## TEXT EXTRACT
——————————

There was an electric moment on Feb. 22, when Intuitive Machines’ Odysseus lander, a rectangular prism built atop several slender metallic legs, touched down on the surface of the moon.

Surely, moon landings are always a thrill. The descent of Japan’s SLIM probe (complications and all) was inspiring, India’s Chandrayaan-3 mission rippled voltaic moments of its own, capturing the hearts of many across the world, and filmmakers are still making movies about the Apollo years. But there’s something special about Odysseus.

With this landing, Odysseus is officially the first private spacecraft to ever achieve the feat. It’s also the first American module to stand on the moon’s cratered body in over half a century. The last time a US-borne probe got to Earth’s reflective companion, it was 1972. And alongside these honors, Odysseus managed to carve out a very important place in humanity’s upcoming lunar odyssey — it proved that commercial lunar landings can work, and it suggests we’re about to see way more of them.

——————————

## AVAILABLE DATA
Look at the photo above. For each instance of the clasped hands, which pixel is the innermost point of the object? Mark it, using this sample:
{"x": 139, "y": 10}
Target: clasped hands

——————————

## THE REQUEST
In the text on the Odysseus lander, what year was the last time a US probe had reached the moon before this landing? The material has no part in this exercise.

## SOLUTION FOR THIS TASK
1972